Excerpts of pointing data:
....................

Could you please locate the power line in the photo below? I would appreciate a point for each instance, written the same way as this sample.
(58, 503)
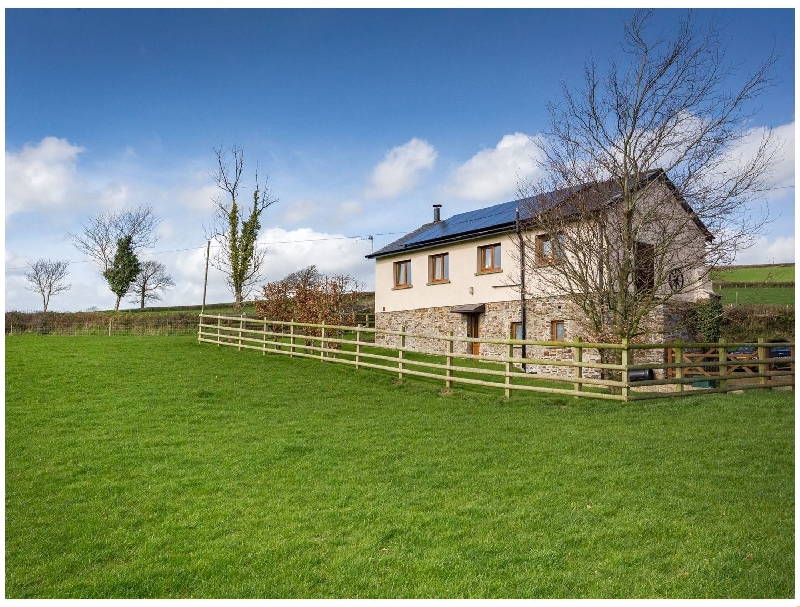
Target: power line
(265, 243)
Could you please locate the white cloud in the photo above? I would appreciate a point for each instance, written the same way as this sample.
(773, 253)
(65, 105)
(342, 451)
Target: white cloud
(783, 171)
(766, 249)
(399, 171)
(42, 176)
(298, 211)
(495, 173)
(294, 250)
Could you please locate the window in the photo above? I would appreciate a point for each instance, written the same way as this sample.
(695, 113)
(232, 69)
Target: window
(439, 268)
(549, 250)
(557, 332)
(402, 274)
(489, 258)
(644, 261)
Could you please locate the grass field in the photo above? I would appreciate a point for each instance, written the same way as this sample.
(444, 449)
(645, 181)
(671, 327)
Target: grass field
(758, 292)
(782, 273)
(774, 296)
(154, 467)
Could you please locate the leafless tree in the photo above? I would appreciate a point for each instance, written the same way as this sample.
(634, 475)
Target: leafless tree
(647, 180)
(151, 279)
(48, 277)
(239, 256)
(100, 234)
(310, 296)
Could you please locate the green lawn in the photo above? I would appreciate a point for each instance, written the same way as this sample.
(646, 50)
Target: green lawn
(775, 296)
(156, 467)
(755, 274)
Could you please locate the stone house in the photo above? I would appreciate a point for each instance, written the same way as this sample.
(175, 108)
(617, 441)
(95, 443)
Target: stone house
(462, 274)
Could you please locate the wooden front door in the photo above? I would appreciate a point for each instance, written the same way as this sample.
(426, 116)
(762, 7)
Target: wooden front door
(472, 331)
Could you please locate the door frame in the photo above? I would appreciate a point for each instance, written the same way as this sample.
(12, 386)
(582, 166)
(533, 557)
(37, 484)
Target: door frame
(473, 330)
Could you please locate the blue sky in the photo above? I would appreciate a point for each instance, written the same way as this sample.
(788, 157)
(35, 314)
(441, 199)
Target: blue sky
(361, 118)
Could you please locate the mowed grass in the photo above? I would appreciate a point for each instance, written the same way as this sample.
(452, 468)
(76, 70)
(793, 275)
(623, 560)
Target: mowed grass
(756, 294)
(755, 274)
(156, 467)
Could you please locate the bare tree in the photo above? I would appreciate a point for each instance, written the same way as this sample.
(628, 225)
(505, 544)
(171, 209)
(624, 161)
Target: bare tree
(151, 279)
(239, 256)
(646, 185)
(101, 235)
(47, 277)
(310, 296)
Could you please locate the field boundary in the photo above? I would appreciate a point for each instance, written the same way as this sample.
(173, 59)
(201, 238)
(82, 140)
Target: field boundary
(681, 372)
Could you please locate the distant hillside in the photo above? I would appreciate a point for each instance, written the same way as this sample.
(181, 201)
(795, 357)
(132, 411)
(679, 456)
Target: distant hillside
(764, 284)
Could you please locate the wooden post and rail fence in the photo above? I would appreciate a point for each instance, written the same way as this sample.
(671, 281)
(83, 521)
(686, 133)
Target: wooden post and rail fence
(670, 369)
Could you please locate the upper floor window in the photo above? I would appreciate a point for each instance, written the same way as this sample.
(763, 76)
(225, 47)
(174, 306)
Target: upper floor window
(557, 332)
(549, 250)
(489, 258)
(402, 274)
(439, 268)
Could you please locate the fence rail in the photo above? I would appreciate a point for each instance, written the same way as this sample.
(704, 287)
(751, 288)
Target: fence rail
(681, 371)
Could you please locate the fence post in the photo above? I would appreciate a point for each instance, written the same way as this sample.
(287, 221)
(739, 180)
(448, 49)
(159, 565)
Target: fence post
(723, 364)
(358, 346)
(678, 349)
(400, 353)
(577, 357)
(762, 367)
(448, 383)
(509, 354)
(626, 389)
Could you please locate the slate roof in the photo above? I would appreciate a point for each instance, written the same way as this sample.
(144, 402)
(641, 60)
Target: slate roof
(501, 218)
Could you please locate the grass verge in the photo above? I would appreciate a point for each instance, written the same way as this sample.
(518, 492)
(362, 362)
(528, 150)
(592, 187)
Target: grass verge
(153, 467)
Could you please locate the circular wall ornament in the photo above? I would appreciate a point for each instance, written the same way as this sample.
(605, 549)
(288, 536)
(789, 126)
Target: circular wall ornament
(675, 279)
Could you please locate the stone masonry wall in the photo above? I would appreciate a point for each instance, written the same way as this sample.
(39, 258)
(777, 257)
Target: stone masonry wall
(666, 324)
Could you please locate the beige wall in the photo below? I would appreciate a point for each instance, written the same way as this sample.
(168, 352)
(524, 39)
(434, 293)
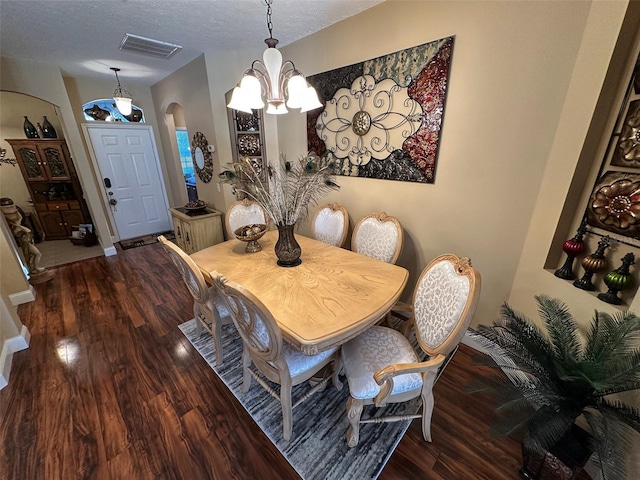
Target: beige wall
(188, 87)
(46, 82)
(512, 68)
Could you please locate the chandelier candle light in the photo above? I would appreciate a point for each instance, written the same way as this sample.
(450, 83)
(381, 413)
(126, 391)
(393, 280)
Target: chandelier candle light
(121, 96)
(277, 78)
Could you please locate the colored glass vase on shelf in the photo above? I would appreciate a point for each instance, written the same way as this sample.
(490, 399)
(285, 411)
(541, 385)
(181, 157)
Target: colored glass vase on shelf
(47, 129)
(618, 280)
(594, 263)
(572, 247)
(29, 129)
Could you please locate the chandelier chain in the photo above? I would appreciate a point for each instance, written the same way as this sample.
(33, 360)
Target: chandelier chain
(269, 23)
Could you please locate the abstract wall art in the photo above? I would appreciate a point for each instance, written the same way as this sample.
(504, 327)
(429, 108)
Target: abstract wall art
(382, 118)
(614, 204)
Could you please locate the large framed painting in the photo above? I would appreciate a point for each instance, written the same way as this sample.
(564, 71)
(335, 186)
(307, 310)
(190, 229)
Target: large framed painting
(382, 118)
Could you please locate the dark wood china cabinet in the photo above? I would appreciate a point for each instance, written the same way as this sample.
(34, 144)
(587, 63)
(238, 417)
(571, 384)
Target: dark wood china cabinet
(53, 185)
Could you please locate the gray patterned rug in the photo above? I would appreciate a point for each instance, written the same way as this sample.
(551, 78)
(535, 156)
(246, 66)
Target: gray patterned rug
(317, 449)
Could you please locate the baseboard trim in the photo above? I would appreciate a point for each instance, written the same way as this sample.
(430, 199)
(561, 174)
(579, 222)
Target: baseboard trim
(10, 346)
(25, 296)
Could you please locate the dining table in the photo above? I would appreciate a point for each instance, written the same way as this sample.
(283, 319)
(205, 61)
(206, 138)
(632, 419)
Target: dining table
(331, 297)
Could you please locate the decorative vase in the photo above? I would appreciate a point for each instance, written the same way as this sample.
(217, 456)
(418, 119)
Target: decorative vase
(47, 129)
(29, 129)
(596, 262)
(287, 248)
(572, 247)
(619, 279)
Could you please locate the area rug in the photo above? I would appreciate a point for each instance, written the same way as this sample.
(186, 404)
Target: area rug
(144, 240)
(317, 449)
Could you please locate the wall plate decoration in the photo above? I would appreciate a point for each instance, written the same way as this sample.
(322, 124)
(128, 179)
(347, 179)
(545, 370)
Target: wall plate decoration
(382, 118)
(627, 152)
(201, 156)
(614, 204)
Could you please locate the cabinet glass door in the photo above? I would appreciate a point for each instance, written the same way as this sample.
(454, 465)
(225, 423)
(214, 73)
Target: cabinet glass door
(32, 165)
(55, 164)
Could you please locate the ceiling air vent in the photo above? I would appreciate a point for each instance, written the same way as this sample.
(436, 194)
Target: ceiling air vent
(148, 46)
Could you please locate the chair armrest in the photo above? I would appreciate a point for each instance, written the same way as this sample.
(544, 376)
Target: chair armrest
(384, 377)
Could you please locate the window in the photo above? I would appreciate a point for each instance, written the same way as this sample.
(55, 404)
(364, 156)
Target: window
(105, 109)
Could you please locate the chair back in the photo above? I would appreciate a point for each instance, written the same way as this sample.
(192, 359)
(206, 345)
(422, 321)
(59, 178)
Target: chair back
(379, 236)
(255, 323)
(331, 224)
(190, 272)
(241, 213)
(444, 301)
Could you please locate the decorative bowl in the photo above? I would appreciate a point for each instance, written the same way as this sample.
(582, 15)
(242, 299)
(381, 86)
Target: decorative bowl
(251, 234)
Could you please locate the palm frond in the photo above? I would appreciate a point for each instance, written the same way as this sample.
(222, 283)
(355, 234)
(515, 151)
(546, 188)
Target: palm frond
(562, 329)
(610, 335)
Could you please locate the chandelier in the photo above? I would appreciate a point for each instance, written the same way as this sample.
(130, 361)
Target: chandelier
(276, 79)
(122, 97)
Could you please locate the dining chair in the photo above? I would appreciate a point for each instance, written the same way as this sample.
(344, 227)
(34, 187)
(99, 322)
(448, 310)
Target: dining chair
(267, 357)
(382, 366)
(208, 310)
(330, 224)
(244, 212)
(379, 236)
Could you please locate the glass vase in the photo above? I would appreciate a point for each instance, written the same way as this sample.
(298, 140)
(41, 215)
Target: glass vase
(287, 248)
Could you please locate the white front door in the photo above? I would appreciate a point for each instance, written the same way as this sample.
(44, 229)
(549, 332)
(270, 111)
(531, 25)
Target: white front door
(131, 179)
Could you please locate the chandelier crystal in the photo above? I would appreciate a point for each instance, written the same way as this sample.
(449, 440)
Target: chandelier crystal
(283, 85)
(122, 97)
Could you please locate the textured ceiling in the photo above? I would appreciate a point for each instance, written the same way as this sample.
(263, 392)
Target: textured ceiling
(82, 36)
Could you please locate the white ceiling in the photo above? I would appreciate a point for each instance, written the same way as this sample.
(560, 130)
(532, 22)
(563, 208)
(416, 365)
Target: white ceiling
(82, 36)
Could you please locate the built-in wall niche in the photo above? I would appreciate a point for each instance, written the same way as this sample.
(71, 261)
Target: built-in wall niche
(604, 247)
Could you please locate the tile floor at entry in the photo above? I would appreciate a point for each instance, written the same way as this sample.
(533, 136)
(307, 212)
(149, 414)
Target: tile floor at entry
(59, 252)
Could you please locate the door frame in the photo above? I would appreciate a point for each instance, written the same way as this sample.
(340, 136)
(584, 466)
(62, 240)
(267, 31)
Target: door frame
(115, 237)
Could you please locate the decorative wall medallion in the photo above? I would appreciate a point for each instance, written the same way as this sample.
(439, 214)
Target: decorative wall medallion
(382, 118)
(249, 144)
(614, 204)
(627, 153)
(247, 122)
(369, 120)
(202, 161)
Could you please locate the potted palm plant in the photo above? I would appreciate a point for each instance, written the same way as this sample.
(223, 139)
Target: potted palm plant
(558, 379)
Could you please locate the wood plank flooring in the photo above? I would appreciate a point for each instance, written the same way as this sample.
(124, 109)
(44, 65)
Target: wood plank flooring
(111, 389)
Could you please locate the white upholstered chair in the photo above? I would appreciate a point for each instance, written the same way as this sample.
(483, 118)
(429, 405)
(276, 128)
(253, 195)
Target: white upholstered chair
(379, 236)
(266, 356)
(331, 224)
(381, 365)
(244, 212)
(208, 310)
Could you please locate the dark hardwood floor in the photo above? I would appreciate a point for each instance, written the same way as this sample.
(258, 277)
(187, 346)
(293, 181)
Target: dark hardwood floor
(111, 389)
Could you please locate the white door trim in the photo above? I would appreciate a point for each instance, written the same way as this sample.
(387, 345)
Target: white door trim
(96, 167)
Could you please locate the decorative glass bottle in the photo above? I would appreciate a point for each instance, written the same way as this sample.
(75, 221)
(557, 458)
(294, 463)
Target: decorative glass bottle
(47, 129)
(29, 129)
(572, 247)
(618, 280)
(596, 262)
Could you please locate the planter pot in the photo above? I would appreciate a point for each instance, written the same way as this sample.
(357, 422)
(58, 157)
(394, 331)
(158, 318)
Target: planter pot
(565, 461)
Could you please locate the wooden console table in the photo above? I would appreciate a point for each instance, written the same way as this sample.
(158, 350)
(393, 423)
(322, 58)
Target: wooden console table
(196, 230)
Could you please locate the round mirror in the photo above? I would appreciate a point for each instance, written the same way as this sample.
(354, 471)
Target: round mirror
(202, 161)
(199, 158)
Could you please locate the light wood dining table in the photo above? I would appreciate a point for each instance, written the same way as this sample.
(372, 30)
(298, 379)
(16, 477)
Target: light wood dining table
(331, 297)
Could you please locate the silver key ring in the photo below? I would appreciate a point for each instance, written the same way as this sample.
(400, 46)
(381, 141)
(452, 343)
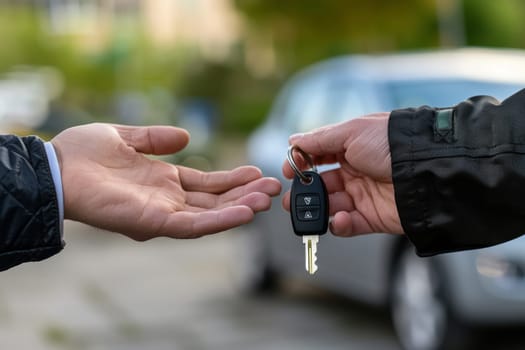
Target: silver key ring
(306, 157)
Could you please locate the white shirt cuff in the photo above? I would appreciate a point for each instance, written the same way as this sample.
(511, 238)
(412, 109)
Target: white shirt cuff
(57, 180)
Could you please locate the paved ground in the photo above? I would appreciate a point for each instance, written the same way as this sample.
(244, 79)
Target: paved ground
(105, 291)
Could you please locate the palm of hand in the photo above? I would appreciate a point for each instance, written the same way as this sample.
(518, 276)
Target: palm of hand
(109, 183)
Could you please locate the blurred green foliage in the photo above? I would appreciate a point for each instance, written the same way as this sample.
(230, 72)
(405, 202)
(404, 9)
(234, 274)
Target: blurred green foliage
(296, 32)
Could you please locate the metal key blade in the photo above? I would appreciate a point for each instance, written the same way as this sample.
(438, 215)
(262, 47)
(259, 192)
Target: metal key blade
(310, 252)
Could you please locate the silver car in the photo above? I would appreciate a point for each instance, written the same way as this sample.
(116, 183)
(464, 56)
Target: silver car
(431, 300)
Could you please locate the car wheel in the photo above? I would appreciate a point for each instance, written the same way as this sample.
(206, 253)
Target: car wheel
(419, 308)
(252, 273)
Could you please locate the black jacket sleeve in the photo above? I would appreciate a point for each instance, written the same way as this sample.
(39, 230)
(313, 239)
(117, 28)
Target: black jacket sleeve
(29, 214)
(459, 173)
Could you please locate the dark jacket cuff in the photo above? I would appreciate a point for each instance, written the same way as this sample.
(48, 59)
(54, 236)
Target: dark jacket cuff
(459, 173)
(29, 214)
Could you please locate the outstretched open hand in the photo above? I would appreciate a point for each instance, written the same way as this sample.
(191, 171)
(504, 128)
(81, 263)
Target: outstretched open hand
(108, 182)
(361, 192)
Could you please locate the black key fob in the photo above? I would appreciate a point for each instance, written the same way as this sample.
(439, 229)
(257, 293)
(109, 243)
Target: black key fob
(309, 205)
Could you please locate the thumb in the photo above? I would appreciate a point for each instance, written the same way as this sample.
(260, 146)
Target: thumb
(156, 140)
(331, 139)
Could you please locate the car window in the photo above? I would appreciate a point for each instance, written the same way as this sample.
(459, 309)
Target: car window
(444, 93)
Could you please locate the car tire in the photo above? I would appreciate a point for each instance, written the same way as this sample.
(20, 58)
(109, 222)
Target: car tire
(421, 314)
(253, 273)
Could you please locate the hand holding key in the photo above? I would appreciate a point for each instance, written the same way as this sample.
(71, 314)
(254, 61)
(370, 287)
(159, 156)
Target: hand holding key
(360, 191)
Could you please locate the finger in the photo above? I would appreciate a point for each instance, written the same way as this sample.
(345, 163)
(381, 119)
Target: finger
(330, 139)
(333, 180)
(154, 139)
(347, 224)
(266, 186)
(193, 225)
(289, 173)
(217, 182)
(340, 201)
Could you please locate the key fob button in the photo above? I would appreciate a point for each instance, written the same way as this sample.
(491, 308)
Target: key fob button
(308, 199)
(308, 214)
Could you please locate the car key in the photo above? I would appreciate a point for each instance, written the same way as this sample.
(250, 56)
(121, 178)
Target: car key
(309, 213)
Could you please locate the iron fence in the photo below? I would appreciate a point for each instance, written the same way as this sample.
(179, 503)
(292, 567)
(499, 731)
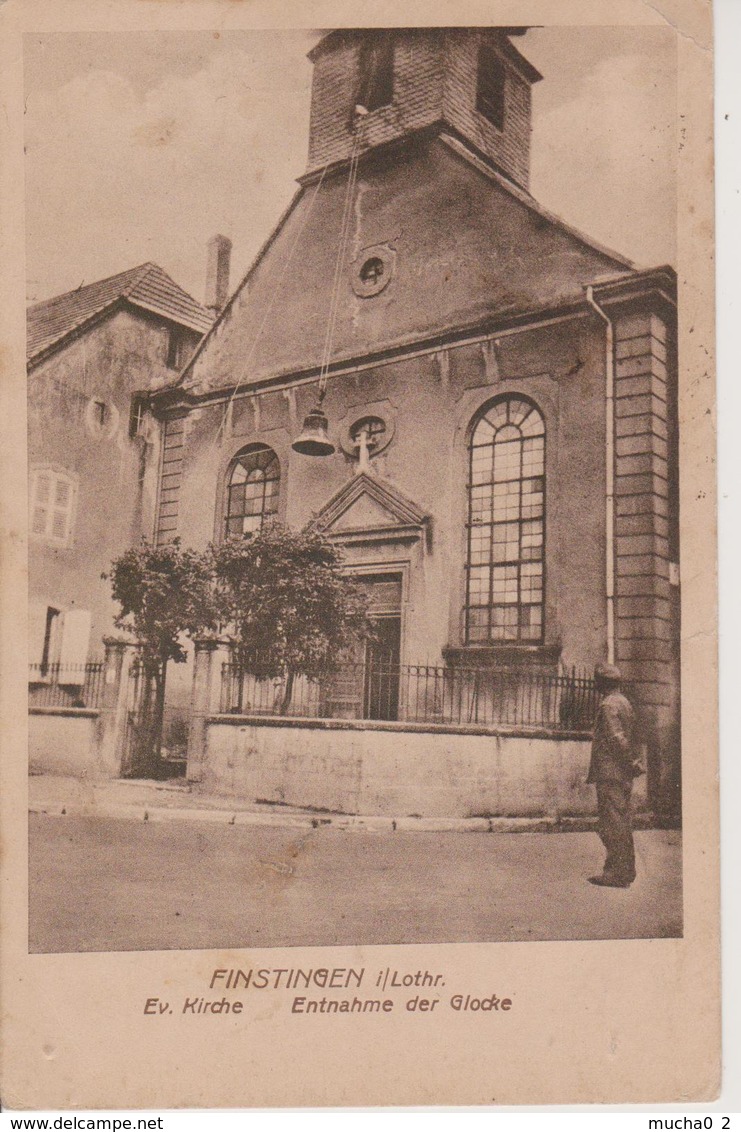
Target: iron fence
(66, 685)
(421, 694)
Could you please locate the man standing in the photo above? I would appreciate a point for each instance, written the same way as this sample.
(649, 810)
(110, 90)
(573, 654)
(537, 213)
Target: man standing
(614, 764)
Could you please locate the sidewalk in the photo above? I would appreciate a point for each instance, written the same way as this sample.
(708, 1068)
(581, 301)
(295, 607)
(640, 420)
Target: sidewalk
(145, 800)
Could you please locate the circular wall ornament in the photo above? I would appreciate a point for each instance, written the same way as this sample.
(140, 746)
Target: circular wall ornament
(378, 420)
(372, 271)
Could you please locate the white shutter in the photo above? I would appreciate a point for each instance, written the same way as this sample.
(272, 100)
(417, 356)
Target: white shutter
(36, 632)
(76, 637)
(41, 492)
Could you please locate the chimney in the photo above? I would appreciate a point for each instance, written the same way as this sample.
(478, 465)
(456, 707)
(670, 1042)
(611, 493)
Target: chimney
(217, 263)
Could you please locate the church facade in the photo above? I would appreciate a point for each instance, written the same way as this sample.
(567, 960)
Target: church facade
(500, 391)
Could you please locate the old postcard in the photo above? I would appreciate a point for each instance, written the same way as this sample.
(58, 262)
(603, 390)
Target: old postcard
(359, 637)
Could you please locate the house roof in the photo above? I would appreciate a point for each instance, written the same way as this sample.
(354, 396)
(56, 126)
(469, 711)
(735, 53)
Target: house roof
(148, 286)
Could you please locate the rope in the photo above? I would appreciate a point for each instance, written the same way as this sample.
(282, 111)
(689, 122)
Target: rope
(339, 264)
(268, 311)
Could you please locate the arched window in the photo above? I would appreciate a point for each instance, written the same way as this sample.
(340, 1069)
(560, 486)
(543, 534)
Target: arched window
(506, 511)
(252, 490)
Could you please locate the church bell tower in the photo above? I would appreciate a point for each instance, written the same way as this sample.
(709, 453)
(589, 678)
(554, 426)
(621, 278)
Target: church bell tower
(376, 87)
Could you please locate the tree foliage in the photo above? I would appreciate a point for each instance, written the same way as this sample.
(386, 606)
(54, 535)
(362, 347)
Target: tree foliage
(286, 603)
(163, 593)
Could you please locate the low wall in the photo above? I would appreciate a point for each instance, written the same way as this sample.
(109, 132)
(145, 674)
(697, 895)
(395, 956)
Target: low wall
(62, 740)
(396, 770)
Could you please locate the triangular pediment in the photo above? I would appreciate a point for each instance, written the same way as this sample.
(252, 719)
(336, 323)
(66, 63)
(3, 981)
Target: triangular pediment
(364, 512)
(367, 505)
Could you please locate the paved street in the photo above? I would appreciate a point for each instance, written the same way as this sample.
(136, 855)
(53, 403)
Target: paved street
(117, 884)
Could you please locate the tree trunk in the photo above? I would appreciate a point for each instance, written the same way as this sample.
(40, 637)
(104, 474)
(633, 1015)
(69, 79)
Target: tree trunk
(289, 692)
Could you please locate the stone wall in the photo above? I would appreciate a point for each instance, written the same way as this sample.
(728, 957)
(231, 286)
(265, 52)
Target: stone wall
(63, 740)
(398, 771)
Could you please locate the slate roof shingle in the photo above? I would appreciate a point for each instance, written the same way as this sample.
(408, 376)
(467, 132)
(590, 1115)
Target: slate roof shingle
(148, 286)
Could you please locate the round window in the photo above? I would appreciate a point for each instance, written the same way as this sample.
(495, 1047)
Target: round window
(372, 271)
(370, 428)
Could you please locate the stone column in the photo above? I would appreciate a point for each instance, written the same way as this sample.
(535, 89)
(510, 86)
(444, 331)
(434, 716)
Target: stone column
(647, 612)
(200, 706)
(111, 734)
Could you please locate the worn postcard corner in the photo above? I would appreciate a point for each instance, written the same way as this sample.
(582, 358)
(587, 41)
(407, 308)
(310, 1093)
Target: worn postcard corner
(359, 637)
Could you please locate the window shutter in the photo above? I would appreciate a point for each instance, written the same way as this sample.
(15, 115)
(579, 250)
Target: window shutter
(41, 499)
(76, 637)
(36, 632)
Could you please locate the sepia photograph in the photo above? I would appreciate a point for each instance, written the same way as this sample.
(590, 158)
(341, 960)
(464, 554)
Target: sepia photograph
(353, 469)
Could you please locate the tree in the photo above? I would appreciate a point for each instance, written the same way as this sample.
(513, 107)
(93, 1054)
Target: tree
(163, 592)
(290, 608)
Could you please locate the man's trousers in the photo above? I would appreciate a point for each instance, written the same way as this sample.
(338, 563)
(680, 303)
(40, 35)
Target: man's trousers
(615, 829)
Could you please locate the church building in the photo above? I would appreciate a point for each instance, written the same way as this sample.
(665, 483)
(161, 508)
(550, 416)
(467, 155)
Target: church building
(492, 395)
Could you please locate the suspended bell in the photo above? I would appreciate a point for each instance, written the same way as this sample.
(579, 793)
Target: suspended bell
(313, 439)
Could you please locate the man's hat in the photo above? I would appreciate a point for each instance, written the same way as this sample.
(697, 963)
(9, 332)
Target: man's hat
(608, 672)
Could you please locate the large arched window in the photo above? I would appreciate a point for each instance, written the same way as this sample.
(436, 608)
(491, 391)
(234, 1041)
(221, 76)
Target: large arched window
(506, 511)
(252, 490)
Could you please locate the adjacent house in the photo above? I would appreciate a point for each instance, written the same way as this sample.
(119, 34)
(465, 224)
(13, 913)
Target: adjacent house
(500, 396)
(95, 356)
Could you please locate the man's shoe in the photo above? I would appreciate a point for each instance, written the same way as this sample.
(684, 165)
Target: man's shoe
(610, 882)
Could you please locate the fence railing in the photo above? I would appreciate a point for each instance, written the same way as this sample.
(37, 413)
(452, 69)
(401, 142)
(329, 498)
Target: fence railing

....................

Print again the material above, limited to the lines from the one holding "Could you please locate the church building" through the last, inclusive.

SOLUTION FOR THIS PROBLEM:
Could you please locate the church building in the photo above? I would appreciate a point for each instance, written the same way as this sample.
(665, 483)
(161, 508)
(550, 416)
(467, 155)
Target: church building
(492, 395)
Could you please locate the suspended bell in the photo above? I would appreciate a point for each instance, written the same way as this sample.
(579, 793)
Target: suspended bell
(313, 439)
Could you please locate the man's hat in the photo above? I would appreciate a point for each instance, written the same way as this sample.
(697, 963)
(9, 332)
Target: man's hat
(608, 672)
Could you please locate the large arched window in the photo above? I would appreciate a point for each instance, written the same way as this sample.
(436, 608)
(491, 391)
(234, 1041)
(221, 76)
Target: large arched window
(506, 511)
(252, 490)
Could you please locate the adjacent house in the photo above? I would appreciate a point for each instance, written the same way as this sample.
(119, 34)
(465, 224)
(13, 913)
Target: adjacent house
(500, 396)
(95, 356)
Could you please locate the man's shoe in the photo above? I would appreciate a point for each instance, written the same way as this sample.
(684, 165)
Target: man's shoe
(610, 882)
Could you please locate the fence railing in the photo above? I would appreciate a point for each instance, written the same way as this sample.
(37, 413)
(452, 69)
(401, 142)
(329, 498)
Target: fence railing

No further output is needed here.